──────── Records for this exercise

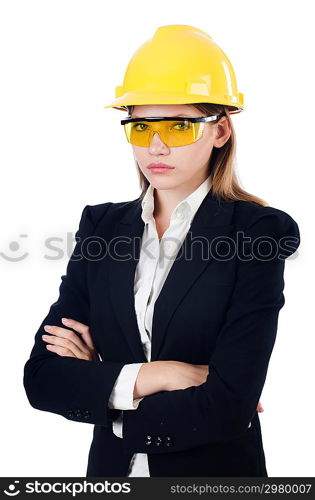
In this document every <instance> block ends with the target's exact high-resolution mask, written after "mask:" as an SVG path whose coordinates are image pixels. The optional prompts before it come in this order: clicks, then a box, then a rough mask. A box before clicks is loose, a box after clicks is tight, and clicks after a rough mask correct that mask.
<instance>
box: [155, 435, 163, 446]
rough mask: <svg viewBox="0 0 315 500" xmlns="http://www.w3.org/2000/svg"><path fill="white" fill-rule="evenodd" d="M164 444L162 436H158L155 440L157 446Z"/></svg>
mask: <svg viewBox="0 0 315 500" xmlns="http://www.w3.org/2000/svg"><path fill="white" fill-rule="evenodd" d="M162 443H163V441H162V438H161V436H157V437H156V440H155V444H156V446H160V445H161V444H162Z"/></svg>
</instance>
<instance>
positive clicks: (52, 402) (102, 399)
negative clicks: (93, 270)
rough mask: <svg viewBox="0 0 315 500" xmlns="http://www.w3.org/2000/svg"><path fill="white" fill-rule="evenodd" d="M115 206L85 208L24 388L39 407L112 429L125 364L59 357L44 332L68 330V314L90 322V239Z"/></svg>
mask: <svg viewBox="0 0 315 500" xmlns="http://www.w3.org/2000/svg"><path fill="white" fill-rule="evenodd" d="M110 205H111V202H109V203H105V204H104V210H103V211H102V213H101V214H100V210H99V206H98V209H97V210H95V211H93V210H91V207H90V205H86V206H85V207H84V209H83V212H82V215H81V219H80V223H79V228H78V230H77V232H76V233H75V238H76V241H77V243H76V245H75V248H74V250H73V253H72V255H71V257H70V260H69V262H68V264H67V269H66V274H65V275H62V276H61V284H60V287H59V297H58V299H57V301H56V302H54V303H53V304H52V305H51V306H50V309H49V312H48V314H47V315H46V317H45V318H44V320H43V321H42V323H41V324H40V326H39V328H38V330H37V333H36V334H35V342H34V346H33V348H32V351H31V354H30V357H29V359H28V360H27V361H26V363H25V365H24V376H23V384H24V388H25V391H26V394H27V397H28V400H29V402H30V404H31V406H32V407H33V408H36V409H38V410H43V411H49V412H52V413H57V414H59V415H61V416H63V417H65V418H67V419H68V420H75V421H77V422H86V423H90V424H97V425H103V426H106V427H107V426H109V425H110V426H111V425H112V421H113V419H114V418H115V417H117V410H112V409H110V408H109V407H108V406H107V405H108V399H109V396H110V393H111V391H112V388H113V385H114V383H115V380H116V379H117V376H118V374H119V373H120V371H121V369H122V367H123V366H124V365H125V363H124V362H109V361H106V362H103V361H100V360H98V361H87V360H83V359H78V358H73V357H70V356H59V355H58V354H56V353H54V352H49V351H48V349H47V348H46V343H45V342H44V341H43V340H42V338H41V336H42V334H44V333H46V332H45V331H44V328H43V327H44V325H45V324H49V325H57V326H60V327H62V328H65V326H64V325H63V323H62V322H61V318H62V317H69V318H74V319H76V320H78V321H80V322H82V323H85V324H87V325H90V304H89V293H88V283H87V265H88V260H89V256H88V245H86V243H88V241H89V239H88V238H89V237H91V236H92V235H93V233H94V230H95V227H96V224H97V222H98V220H99V215H101V216H102V215H105V213H106V212H107V210H108V208H109V206H110ZM93 213H94V217H93ZM95 213H97V216H96V215H95ZM95 218H96V219H98V220H95ZM77 238H79V240H77ZM90 241H91V239H90ZM75 333H76V332H75ZM77 335H78V336H80V334H78V333H77Z"/></svg>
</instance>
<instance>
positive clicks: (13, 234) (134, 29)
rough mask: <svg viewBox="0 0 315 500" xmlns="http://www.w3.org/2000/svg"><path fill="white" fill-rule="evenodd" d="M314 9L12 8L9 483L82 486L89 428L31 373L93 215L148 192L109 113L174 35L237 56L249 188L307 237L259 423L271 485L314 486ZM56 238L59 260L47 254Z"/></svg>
mask: <svg viewBox="0 0 315 500" xmlns="http://www.w3.org/2000/svg"><path fill="white" fill-rule="evenodd" d="M312 4H313V2H311V1H306V0H302V1H300V2H292V1H280V0H277V1H270V0H269V1H267V0H264V1H256V2H252V1H244V0H238V1H237V2H235V1H229V0H225V1H224V2H218V1H216V2H213V1H210V0H198V2H191V1H188V2H185V1H182V0H181V1H178V0H173V1H172V2H170V1H167V2H166V1H165V2H164V1H162V0H159V2H150V1H148V0H146V1H143V0H137V1H136V2H129V1H120V2H109V1H106V0H83V1H80V0H75V1H74V0H38V1H35V0H27V1H16V0H9V1H1V3H0V6H1V7H0V47H1V59H0V71H1V79H0V141H1V148H0V161H1V174H2V176H1V177H2V182H1V196H0V204H1V209H0V214H1V239H0V252H1V255H0V269H1V312H2V314H1V337H2V338H1V354H2V356H1V363H0V366H1V373H0V380H1V412H0V418H1V436H0V439H1V455H2V457H1V458H2V467H1V472H0V474H1V476H64V477H67V476H84V475H85V473H86V466H87V457H88V451H89V446H90V442H91V439H92V431H93V426H92V425H90V424H80V423H78V422H71V421H69V420H67V419H65V418H63V417H61V416H59V415H56V414H52V413H48V412H41V411H38V410H35V409H33V408H32V407H31V406H30V405H29V403H28V400H27V398H26V394H25V392H24V388H23V385H22V377H23V366H24V363H25V362H26V360H27V359H28V357H29V354H30V351H31V348H32V346H33V340H34V335H35V333H36V331H37V329H38V327H39V325H40V323H41V321H42V319H43V318H44V317H45V316H46V314H47V312H48V309H49V307H50V304H51V303H53V302H54V301H55V300H56V299H57V297H58V287H59V284H60V276H61V275H62V274H63V273H64V271H65V268H66V265H67V261H68V258H69V257H70V253H69V252H71V250H72V246H71V248H70V251H69V248H68V249H67V245H66V237H67V233H69V234H70V236H71V235H72V236H73V235H74V232H75V231H76V229H77V225H78V222H79V218H80V215H81V212H82V210H83V207H84V206H85V205H86V204H92V205H93V204H97V203H103V202H107V201H112V202H116V201H127V200H132V199H134V198H136V197H137V196H138V195H139V193H140V190H139V186H138V178H137V174H136V169H135V165H134V160H133V155H132V150H131V146H130V145H129V144H128V143H127V141H126V140H125V137H124V134H123V129H122V127H121V125H120V121H119V120H120V119H122V118H123V117H124V116H125V113H124V112H122V111H118V110H115V109H103V106H105V105H107V104H110V102H111V101H112V100H113V99H114V98H115V87H116V86H117V85H121V84H122V82H123V76H124V71H125V69H126V66H127V63H128V61H129V59H130V57H131V56H132V55H133V53H134V51H135V50H136V49H137V48H138V47H139V46H140V45H141V44H142V43H144V42H145V41H146V40H148V39H149V38H151V37H152V36H153V34H154V32H155V30H156V29H157V27H159V26H162V25H166V24H188V25H192V26H196V27H198V28H200V29H202V30H204V31H206V32H207V33H208V34H209V35H210V36H211V37H212V38H213V40H214V41H215V42H216V43H217V44H218V45H219V46H220V47H221V48H222V49H223V50H224V51H225V52H226V54H227V55H228V57H229V59H230V60H231V62H232V64H233V67H234V69H235V73H236V76H237V82H238V89H239V91H240V92H243V93H244V100H245V110H244V112H243V113H240V114H237V115H233V117H232V119H233V123H234V126H235V128H236V134H237V141H238V142H237V169H238V175H239V177H240V179H241V182H242V185H243V186H244V188H245V189H246V190H247V191H249V192H251V193H253V194H255V195H258V196H260V197H261V198H263V199H265V200H266V201H267V202H268V203H269V205H271V206H274V207H276V208H279V209H281V210H284V211H286V212H288V213H289V214H290V215H291V216H292V217H293V218H294V219H295V220H296V221H297V222H298V224H299V227H300V232H301V246H300V248H299V250H298V252H297V253H296V254H295V256H294V258H292V259H289V260H288V261H287V264H286V271H285V298H286V303H285V306H284V308H283V309H282V310H281V312H280V317H279V325H278V337H277V341H276V346H275V348H274V351H273V354H272V358H271V361H270V365H269V371H268V376H267V381H266V384H265V387H264V391H263V394H262V397H261V401H262V404H263V406H264V408H265V411H264V413H262V414H260V418H261V425H262V432H263V442H264V447H265V453H266V464H267V470H268V474H269V476H287V477H292V476H314V453H313V449H314V444H315V443H314V331H315V329H314V293H313V288H314V286H313V285H314V264H313V255H312V251H313V248H314V243H315V242H314V187H313V183H314V175H313V174H314V168H315V165H314V153H313V150H314V95H315V94H314V89H315V85H314V83H315V82H314V38H312V32H313V28H314V27H313V17H312V15H311V9H312V7H313V5H312ZM50 236H53V237H59V238H61V240H60V243H59V248H62V250H63V251H64V255H63V257H62V258H61V257H60V256H59V257H57V259H56V253H55V252H52V251H48V250H46V249H45V248H44V241H45V239H46V238H47V237H50ZM12 242H17V245H18V248H17V247H14V244H13V246H11V244H12ZM71 244H72V242H71ZM26 252H28V255H27V257H26V258H24V259H21V256H22V255H24V254H25V253H26ZM7 257H10V258H11V257H13V258H16V257H18V261H17V262H10V261H8V260H7ZM49 257H50V258H49ZM51 257H54V258H53V259H52V258H51Z"/></svg>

────────────────

- _Task details_
Search the material for the string "positive" and return each line that has it.

- _Answer to this exercise_
positive clicks: (52, 402) (102, 399)
positive clicks: (13, 234) (134, 29)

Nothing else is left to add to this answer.